[Point de vue] Ukraine : dernier avertissement avant l’apocalypse ?

bombe atomique

S’il y a bien un phénomène que l’on peut observer tout au long de de l’Histoire, c’est la régularité avec laquelle des événements qui ont bouleversé l’ordre du monde se sont produits d’une façon inattendue. L’historien Marc Ferro en a fait un livre (L’Aveuglement, Tallandier, 2015) dans lequel il a raconté cette multitude de moments critiques où des dirigeants politiques comme de simples citoyens n’ont pas pu ou pas voulu voir la réalité des faits qui allaient renverser leurs certitudes.

Comme Marc Ferro le rappelle, en 1918, les Alliés croyaient avoir gagné la paix et, en 1938, ils pensaient avoir évité une Deuxième Guerre mondiale. Après le déclenchement de celle-ci, Staline, malgré les informations transmises notamment par l’espion Richard Sorge qui lui avait indiqué le moment précis de l’offensive de la Wehrmacht, s’est refusé jusqu’au bout à croire à l’invasion allemande de juin 1941. Plus récemment, l’attaque du 11 septembre 2001 a pris les Américains au dépourvu, comme le 7 octobre 2023 a stupéfait les Israéliens. Les uns comme les autres ne disposaient-ils pas, pourtant, de signes avant-coureurs ?

L’Ukraine, un modèle d’aveuglement

On peut bien tenter d’analyser chacun de ces aveuglements, il n’en demeure pas moins que, pour la plupart, le mystère subsiste et résiste aux explications rationnelles. De trop nombreux facteurs s’entremêlent : ignorance, déni, idéologie, crédulité, présomption… Raison pour laquelle nous reproduisons si souvent les mêmes erreurs d’appréciation. La guerre en Ukraine nous en offre un nouvel exemple. Si Vladimir Poutine a sous-estimé la détermination des Occidentaux à soutenir militairement l’Ukraine, ceux-ci, en retour, ont tout autant sous-estimé la capacité de résilience et de résistance de Moscou.

Les erreurs d’analyse, au début du conflit, concernant l’effondrement de l’économie russe représentent un modèle d’aveuglement. On se souvient du brillant Bruno Le Maire qui, tel un prophète de l’Ancien Testament, dressait la liste des malheurs qui allaient s’abattre sur la Russie. « Le rapport de force économique et financier est totalement en faveur de l'Union européenne », affirmait le ministre de l’Économie. On connaît la suite.

_ENTRÉES_:
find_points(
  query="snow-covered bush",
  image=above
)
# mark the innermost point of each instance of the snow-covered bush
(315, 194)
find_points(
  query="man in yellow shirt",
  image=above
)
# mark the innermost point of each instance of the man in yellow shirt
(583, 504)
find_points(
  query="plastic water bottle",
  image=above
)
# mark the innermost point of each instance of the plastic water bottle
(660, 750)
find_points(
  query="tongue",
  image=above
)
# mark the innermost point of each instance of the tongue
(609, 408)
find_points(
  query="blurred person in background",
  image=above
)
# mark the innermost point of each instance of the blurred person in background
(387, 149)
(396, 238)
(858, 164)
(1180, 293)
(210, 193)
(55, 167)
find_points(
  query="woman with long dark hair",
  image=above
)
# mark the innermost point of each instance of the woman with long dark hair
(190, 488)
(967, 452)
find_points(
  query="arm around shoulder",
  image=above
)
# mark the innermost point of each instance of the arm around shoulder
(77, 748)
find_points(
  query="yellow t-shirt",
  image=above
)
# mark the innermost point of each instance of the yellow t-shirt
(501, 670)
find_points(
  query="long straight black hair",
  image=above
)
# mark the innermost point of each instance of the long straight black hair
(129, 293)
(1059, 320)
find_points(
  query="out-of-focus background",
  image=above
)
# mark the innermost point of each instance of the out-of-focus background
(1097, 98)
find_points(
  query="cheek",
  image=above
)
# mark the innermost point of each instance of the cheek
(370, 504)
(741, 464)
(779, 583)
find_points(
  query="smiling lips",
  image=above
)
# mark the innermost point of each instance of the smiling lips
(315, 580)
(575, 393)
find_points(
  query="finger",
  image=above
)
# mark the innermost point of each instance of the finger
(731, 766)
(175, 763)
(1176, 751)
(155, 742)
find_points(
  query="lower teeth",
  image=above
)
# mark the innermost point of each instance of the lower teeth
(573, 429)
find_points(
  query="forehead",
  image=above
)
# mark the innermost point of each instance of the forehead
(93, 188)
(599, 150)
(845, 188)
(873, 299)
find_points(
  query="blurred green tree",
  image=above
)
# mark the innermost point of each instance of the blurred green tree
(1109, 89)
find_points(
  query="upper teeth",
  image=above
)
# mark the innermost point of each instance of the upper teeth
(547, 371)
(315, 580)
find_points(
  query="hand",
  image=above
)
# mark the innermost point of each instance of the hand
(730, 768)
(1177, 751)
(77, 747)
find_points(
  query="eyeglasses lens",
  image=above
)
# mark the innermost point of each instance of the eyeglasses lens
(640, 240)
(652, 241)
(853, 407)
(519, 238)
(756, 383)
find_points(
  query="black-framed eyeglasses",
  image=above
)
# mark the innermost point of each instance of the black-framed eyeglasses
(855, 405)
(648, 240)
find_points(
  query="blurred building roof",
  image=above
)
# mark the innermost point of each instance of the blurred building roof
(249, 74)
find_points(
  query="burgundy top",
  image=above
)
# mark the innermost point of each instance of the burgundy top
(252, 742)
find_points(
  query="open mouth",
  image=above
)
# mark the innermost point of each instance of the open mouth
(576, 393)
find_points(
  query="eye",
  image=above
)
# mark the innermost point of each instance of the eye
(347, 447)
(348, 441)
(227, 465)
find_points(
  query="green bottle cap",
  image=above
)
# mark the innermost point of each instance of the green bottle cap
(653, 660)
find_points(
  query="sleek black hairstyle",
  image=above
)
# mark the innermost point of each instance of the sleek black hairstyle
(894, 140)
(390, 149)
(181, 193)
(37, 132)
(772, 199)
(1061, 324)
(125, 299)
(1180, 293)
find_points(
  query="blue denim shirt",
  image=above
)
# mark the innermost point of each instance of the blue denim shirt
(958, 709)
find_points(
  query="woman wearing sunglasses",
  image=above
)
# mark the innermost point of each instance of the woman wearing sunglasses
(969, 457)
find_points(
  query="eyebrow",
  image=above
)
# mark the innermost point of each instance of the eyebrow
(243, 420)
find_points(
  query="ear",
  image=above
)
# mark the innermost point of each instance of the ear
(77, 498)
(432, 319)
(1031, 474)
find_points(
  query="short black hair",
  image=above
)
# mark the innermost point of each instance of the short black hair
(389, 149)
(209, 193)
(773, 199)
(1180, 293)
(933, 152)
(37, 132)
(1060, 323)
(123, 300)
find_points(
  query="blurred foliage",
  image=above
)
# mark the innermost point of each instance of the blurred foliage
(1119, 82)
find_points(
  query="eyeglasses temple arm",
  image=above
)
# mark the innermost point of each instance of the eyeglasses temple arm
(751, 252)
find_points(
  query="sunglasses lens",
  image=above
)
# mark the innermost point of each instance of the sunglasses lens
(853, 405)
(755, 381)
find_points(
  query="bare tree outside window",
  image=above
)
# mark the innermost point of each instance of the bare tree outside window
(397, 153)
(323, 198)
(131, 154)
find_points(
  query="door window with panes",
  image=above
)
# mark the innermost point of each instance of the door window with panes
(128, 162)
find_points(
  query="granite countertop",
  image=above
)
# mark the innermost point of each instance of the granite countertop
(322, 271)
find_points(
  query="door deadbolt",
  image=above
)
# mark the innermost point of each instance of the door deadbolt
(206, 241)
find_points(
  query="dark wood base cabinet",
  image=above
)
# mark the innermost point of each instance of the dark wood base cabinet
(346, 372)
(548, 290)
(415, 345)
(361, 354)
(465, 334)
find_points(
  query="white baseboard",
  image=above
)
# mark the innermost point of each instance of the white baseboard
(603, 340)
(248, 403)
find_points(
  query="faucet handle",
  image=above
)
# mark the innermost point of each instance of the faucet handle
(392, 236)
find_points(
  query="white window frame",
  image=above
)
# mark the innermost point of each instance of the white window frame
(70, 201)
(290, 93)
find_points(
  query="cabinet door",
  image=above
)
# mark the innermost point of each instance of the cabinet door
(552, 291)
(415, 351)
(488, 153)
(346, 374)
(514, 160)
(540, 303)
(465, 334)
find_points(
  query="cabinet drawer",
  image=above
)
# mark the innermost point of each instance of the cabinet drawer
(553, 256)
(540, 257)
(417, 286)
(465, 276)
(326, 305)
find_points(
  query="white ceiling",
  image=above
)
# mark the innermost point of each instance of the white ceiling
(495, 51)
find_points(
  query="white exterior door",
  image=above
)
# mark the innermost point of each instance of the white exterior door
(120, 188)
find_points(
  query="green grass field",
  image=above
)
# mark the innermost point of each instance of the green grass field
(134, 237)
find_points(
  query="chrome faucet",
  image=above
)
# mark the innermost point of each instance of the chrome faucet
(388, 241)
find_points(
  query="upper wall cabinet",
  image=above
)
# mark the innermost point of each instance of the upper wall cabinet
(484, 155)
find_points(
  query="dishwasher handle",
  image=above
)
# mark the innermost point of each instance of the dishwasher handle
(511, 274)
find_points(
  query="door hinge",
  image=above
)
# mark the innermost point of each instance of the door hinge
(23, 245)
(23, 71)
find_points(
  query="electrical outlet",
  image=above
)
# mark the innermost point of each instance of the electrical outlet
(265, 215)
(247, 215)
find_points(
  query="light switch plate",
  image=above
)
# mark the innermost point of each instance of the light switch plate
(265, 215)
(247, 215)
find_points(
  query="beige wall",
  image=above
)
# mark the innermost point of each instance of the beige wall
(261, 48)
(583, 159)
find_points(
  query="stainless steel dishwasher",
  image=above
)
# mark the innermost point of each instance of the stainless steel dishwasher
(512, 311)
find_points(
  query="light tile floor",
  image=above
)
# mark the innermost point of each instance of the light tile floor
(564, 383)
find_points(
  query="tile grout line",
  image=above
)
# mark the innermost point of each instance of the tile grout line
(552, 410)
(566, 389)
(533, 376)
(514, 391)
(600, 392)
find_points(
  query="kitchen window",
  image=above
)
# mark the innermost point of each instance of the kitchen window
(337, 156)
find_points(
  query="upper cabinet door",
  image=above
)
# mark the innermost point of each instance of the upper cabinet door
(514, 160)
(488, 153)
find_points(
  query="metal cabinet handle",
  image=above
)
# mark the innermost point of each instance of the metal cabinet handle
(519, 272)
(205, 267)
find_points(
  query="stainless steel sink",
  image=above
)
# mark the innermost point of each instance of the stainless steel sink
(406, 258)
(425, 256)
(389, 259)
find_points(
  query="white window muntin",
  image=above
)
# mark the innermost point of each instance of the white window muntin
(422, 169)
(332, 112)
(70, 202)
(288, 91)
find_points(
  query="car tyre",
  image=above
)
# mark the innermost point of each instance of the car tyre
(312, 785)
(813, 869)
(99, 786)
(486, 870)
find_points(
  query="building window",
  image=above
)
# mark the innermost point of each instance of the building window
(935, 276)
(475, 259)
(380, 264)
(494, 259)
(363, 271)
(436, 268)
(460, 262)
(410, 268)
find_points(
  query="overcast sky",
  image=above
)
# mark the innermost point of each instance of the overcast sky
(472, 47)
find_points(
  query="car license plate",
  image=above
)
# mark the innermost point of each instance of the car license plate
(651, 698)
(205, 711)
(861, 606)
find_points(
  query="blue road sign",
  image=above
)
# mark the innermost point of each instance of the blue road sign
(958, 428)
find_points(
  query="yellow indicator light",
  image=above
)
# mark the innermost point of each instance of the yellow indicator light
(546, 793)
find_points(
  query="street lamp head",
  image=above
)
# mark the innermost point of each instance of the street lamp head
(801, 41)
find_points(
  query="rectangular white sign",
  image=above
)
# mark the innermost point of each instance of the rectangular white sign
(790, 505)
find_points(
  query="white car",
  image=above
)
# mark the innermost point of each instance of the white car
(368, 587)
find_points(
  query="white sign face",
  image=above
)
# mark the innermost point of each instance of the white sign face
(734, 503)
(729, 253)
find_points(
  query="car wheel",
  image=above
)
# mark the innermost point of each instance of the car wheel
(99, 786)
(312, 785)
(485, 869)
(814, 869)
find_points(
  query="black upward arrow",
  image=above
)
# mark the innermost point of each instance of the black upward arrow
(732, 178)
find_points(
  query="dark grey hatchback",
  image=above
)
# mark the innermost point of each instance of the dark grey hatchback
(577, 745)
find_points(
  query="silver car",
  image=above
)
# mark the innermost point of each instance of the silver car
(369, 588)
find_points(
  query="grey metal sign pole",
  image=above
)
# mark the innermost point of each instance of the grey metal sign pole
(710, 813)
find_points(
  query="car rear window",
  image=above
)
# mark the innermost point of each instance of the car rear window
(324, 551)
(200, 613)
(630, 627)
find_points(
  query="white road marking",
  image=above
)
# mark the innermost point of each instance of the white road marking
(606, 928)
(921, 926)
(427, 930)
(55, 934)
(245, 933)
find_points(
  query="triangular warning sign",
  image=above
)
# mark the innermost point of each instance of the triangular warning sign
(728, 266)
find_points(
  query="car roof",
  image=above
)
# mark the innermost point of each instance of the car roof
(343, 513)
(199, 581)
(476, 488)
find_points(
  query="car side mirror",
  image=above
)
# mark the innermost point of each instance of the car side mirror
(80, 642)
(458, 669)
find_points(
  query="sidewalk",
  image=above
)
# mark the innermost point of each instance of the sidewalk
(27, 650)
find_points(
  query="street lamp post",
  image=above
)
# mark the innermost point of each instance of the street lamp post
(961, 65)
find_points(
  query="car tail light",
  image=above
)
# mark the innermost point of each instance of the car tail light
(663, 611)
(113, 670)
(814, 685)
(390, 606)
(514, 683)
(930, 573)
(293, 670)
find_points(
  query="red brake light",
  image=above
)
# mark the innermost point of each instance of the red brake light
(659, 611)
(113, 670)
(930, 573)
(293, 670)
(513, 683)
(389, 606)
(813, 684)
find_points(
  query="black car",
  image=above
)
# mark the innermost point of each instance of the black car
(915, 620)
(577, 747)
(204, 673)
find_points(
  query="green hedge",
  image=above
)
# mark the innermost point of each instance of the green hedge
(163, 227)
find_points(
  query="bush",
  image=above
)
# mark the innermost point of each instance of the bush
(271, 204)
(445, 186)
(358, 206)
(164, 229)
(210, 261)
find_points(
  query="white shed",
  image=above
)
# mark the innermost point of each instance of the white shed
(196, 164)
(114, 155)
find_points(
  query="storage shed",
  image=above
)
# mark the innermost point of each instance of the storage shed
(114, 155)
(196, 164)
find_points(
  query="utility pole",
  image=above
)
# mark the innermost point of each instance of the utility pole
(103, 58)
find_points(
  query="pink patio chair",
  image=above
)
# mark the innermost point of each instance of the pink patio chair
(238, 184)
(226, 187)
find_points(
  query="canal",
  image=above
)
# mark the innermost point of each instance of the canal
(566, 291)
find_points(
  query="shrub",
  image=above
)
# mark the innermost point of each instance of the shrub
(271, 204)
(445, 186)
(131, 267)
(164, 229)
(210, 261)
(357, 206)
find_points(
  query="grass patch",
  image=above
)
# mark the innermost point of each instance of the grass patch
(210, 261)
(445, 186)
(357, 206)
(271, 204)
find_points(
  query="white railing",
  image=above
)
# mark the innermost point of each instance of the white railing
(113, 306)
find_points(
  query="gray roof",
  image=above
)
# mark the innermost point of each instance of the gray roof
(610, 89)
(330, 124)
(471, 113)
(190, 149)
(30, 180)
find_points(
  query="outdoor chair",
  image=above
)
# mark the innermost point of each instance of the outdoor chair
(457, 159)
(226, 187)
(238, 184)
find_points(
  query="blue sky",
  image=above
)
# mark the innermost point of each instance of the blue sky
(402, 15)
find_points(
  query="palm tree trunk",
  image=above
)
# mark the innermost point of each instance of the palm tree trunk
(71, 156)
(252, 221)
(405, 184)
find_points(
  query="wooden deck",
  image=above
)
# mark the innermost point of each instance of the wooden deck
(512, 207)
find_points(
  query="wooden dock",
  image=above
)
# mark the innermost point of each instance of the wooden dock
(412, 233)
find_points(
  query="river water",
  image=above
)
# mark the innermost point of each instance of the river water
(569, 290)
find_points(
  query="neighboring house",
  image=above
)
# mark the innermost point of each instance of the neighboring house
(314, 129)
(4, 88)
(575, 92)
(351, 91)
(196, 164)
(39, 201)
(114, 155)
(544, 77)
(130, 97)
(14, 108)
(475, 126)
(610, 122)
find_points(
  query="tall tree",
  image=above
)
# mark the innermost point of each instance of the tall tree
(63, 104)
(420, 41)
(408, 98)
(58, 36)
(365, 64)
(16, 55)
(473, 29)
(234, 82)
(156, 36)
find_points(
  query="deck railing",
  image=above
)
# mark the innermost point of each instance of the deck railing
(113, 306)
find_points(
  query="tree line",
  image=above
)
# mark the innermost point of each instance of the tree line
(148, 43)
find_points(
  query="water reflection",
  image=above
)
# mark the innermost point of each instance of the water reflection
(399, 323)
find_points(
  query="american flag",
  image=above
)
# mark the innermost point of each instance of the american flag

_LISTE DES TÂCHES_:
1: Recopiez fidèlement le passage de l'article sur l'Ukraine qui va de « Les erreurs d’analyse, au » jusqu'à « connaît la suite. » inclus.
2: Affichez, telles quelles, toutes les lignes contenant la chaîne « metal ».

_RÉPONSES ATTENDUES_:
1:
Les erreurs d’analyse, au début du conflit, concernant l’effondrement de l’économie russe représentent un modèle d’aveuglement. On se souvient du brillant Bruno Le Maire qui, tel un prophète de l’Ancien Testament, dressait la liste des malheurs qui allaient s’abattre sur la Russie. « Le rapport de force économique et financier est totalement en faveur de l'Union européenne », affirmait le ministre de l’Économie. On connaît la suite.

2:
  query="metal cabinet handle",
# mark the innermost point of each instance of the metal cabinet handle
  query="grey metal sign pole",
# mark the innermost point of each instance of the grey metal sign pole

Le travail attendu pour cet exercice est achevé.